= EXTRACT =

"""

Paxton House is a historic house at Paxton, Berwickshire, in the Scottish Borders, a few miles south-west of Berwick-upon-Tweed, overlooking the River Tweed.

It is a country house built for Patrick Home of Billie in an unsuccessful attempt to woo a Prussian heiress, Sophie de Brandt. Attributed to James Adam (possibly in concert with John Adam), it was built between 1758 and 1766, under the supervision of James Nisbet, with extensive interiors (c. 1773) by Robert Adam, as well as furniture by Thomas Chippendale. The house was bought in 1773 by Ninian Home, the nephew of Patrick Home. Ninian Home only stayed periodically and left most of the decisions to Robert Adam and Thomas Chippendale. The East Wing was added in 1812-13 by architect Robert Reid to house the library and picture gallery.

Other inhabitants were Alexander Home and his son George Home (of Wedderburn and Paxton).

In 1852 Jean Milne, the wife of David Milne, inherited the house and he renamed himself David Milne-Home.

Formerly the seat of the Paxton family, who became Forman-Home, Milne-Home, and finally Home-Robertson as the direct male lines failed and the inheritance progressed through a female. In 1988, the last laird, John David Home Robertson, a Labour member of Parliament, placed the house and grounds into the Paxton House Historic Building Preservation Trust. It is now open to the public and is a Partner Gallery of National Galleries Scotland.

"""

= LISTED ENTRIES =
"""

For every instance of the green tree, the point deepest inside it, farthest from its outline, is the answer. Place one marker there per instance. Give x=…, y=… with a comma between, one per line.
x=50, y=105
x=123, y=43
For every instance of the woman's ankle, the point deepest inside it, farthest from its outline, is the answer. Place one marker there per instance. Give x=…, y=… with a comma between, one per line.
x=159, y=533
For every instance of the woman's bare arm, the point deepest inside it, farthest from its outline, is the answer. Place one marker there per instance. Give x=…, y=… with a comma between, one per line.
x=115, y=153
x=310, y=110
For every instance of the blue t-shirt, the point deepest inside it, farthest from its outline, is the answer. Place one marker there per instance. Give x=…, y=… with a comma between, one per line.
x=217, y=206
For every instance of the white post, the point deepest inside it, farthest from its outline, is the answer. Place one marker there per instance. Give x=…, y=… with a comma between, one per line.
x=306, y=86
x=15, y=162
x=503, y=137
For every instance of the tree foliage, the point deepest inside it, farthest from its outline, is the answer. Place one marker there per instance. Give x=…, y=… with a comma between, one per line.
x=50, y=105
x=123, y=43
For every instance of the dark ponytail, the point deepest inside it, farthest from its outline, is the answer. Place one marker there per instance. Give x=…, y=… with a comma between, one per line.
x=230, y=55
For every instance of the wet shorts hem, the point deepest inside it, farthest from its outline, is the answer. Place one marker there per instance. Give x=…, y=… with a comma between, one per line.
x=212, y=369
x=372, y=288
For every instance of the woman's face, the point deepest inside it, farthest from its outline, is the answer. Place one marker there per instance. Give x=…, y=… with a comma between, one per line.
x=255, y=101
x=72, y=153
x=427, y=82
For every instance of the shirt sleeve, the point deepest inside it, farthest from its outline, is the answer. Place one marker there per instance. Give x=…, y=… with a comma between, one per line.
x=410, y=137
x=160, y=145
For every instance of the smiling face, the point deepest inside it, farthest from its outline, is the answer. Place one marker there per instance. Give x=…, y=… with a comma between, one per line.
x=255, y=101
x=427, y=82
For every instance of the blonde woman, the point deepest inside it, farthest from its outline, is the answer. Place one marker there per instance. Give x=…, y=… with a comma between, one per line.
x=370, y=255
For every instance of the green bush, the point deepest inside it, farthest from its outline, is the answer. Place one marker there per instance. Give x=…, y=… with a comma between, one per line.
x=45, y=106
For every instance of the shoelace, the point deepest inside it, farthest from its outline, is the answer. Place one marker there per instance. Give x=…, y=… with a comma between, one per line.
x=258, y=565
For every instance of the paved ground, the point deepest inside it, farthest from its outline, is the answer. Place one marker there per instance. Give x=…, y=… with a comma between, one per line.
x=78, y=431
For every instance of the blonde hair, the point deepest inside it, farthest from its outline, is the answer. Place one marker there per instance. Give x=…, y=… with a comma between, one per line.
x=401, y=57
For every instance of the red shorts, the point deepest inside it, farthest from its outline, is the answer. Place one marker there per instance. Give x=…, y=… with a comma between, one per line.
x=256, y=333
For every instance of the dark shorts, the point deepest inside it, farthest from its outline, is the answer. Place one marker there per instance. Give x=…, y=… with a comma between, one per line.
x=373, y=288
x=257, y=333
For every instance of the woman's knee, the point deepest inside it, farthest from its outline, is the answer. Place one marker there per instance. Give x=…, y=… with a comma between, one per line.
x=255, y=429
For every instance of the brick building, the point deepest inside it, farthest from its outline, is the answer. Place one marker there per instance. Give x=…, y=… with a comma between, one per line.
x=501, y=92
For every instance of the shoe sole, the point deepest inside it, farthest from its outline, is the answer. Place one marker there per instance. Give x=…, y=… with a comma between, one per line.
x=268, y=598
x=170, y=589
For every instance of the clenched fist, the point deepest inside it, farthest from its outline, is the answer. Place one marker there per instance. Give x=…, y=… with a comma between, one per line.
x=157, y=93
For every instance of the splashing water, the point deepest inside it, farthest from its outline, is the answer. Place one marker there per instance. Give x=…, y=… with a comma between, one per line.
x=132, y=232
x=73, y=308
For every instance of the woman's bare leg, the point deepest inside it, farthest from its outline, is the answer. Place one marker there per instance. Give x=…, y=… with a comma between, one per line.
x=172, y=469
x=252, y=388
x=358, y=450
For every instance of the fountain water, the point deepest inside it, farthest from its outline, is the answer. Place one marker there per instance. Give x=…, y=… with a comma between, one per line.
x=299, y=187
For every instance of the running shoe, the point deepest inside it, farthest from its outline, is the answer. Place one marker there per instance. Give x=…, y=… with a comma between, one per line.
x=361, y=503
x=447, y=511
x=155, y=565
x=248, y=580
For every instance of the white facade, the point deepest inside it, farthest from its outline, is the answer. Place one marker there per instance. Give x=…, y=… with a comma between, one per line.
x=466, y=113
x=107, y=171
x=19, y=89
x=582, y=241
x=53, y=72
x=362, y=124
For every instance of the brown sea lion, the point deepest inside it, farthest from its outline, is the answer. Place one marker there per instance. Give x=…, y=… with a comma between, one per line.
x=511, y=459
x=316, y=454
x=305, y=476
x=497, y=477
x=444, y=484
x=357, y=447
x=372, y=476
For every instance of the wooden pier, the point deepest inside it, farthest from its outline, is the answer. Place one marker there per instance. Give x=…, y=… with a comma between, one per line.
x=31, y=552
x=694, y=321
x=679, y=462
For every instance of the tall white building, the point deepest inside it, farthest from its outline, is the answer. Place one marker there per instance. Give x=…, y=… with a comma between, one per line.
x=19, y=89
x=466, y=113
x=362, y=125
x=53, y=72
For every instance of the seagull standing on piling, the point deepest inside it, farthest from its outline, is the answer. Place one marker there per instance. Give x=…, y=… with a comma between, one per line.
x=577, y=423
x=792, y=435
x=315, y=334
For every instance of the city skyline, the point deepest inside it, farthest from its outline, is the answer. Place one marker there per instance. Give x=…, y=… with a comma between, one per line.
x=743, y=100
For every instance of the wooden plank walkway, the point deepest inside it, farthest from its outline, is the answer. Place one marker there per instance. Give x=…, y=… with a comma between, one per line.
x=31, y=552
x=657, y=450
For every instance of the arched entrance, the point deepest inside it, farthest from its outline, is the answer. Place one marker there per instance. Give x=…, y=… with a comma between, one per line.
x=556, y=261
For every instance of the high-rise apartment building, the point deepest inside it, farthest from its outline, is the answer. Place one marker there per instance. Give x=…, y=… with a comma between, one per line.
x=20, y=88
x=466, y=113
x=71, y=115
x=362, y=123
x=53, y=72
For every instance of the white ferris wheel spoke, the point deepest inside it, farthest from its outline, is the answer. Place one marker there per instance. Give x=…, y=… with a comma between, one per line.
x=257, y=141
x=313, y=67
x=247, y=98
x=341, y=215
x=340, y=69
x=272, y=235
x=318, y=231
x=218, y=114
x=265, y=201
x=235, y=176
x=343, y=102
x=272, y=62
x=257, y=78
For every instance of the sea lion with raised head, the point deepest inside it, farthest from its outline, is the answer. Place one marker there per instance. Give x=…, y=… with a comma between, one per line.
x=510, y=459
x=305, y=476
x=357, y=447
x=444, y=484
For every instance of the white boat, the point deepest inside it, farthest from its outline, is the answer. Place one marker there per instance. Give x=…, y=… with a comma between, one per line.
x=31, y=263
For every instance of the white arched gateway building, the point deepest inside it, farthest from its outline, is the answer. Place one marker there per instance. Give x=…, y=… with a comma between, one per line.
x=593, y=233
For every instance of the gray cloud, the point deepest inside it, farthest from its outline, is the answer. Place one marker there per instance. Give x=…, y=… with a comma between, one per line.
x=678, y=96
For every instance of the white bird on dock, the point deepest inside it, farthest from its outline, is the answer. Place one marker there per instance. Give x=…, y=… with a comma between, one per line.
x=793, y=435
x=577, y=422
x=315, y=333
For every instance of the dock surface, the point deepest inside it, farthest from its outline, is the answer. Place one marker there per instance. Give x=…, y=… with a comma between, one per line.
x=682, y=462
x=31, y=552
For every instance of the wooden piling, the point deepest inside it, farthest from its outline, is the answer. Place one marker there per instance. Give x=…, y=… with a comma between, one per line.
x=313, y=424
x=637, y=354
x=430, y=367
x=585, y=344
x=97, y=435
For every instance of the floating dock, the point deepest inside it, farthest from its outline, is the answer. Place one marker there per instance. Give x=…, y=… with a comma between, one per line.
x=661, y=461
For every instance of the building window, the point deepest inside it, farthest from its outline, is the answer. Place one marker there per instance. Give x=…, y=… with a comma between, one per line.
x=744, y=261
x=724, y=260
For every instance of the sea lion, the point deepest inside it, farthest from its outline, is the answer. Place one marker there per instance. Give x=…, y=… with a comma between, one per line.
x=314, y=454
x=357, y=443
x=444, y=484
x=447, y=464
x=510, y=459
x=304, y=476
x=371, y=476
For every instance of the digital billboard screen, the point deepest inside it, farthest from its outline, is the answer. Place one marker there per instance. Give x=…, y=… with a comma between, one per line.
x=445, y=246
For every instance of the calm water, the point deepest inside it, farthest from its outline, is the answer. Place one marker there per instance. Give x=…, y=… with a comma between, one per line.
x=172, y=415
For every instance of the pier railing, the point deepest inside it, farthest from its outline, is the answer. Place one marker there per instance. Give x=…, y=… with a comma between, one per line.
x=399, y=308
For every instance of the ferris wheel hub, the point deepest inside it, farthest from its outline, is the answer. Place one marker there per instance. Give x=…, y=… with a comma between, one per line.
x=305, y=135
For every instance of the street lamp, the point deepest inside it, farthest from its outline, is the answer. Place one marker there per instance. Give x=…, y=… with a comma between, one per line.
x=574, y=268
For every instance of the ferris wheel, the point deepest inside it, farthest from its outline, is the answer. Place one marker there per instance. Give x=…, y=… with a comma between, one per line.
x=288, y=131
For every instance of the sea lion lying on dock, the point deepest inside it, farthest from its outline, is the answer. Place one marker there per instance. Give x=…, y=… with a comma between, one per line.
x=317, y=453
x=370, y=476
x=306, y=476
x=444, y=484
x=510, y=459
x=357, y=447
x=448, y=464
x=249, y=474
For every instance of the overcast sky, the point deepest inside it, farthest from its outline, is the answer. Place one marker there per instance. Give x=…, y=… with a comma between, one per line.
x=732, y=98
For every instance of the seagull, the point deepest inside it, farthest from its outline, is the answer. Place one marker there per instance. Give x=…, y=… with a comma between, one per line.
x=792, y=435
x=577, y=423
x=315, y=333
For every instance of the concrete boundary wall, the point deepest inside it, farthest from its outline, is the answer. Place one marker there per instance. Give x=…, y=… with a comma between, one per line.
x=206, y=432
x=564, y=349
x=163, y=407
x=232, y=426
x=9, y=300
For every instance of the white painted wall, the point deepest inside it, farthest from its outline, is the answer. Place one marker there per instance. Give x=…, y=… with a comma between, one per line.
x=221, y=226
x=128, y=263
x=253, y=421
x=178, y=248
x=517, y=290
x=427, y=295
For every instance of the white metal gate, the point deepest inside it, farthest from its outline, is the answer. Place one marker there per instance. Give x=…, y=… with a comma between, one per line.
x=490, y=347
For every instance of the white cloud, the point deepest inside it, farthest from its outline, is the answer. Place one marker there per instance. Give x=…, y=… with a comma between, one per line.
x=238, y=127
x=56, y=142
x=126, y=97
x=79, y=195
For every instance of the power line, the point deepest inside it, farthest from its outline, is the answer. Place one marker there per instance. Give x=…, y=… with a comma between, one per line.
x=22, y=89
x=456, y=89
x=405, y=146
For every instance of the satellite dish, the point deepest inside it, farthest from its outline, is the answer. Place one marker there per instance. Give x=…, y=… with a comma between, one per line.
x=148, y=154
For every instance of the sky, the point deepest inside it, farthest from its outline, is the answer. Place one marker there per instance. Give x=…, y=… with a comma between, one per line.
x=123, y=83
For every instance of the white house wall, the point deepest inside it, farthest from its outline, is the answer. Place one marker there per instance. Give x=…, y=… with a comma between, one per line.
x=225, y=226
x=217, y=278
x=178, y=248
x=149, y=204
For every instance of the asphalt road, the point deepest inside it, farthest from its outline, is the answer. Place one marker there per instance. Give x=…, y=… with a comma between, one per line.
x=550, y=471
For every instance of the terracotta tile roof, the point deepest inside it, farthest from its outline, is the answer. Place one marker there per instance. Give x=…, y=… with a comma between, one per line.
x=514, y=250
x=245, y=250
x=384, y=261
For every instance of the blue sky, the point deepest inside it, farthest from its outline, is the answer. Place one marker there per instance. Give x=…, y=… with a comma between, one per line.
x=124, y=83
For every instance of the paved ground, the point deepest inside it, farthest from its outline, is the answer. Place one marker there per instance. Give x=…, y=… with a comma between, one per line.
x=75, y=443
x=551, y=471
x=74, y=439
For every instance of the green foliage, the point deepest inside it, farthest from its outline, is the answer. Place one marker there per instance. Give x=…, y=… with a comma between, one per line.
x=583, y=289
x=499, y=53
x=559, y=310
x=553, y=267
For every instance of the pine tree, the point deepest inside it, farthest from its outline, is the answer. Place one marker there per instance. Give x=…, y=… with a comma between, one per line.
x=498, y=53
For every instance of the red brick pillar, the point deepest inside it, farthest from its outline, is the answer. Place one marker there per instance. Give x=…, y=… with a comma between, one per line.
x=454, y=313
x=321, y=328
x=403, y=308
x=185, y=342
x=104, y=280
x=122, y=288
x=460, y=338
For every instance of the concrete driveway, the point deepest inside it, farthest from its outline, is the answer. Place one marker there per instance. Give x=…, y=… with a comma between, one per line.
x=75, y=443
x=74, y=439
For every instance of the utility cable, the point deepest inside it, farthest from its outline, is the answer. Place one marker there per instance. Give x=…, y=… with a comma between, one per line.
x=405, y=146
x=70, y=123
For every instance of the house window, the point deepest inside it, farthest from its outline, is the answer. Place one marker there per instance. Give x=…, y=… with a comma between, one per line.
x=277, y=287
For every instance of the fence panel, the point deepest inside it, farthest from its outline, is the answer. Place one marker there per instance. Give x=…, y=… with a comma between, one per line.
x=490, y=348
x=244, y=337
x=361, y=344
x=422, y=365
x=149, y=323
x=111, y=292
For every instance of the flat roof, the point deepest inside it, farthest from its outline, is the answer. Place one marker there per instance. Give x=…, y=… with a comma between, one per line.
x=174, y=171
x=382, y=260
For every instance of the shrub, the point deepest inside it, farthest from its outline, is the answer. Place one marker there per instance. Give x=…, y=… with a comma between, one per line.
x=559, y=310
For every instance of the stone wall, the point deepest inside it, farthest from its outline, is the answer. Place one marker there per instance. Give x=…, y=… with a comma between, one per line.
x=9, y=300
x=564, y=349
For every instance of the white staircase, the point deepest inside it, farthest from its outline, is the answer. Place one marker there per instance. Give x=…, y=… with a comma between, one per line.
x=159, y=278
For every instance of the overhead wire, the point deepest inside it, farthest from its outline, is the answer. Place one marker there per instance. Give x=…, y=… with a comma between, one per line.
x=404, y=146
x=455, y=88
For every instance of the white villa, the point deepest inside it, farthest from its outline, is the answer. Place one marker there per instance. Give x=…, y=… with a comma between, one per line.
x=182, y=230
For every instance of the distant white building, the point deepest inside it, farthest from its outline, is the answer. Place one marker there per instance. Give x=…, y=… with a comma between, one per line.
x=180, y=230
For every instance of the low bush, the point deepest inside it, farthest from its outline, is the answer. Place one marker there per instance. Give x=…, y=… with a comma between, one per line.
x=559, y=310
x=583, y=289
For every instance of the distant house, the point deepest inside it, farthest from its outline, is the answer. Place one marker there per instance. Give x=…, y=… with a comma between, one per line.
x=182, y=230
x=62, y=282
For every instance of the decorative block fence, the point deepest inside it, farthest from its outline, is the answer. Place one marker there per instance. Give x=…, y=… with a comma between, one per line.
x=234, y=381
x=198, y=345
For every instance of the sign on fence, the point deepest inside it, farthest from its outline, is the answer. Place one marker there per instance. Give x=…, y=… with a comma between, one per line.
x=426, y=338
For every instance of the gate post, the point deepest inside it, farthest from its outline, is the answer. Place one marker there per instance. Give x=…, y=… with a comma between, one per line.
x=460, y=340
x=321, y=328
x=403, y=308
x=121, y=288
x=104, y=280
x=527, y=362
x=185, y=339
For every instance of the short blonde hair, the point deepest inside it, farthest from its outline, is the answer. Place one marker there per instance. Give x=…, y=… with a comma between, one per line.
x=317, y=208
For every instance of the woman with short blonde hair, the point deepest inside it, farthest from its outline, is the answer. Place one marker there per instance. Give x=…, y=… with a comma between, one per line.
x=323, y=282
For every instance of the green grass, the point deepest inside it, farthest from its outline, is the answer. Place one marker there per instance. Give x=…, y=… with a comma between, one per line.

"""

= REQUIRED ACTIONS =
#1 From the Paxton House text, extract the passage between "Paxton House is" and "Wedderburn and Paxton).", inclusive.
#2 Using the Paxton House text, say whether each statement agrees with it. Answer yes or no and quote the deciding words.
(a) Ninian Home bought the house in 1773.
(b) Robert Adam added the East Wing.
(c) Patrick Home succeeded in wooing Sophie de Brandt.
#3 Answer these questions from the Paxton House text.
(a) Who supervised the building of the house?
(b) In what year did Jean Milne inherit the house?
(c) What trust received the house and grounds in 1988?

= SOLUTIONS TO EACH TASK =
#1
Paxton House is a historic house at Paxton, Berwickshire, in the Scottish Borders, a few miles south-west of Berwick-upon-Tweed, overlooking the River Tweed.

It is a country house built for Patrick Home of Billie in an unsuccessful attempt to woo a Prussian heiress, Sophie de Brandt. Attributed to James Adam (possibly in concert with John Adam), it was built between 1758 and 1766, under the supervision of James Nisbet, with extensive interiors (c. 1773) by Robert Adam, as well as furniture by Thomas Chippendale. The house was bought in 1773 by Ninian Home, the nephew of Patrick Home. Ninian Home only stayed periodically and left most of the decisions to Robert Adam and Thomas Chippendale. The East Wing was added in 1812-13 by architect Robert Reid to house the library and picture gallery.

Other inhabitants were Alexander Home and his son George Home (of Wedderburn and Paxton).

#2
(a) Yes: "The house was bought in 1773 by Ninian Home"
(b) No: "The East Wing was added in 1812-13 by architect Robert Reid"
(c) No: "in an unsuccessful attempt to woo a Prussian heiress, Sophie de Brandt"

#3
(a) James Nisbet
(b) 1852
(c) The Paxton House Historic Building Preservation Trust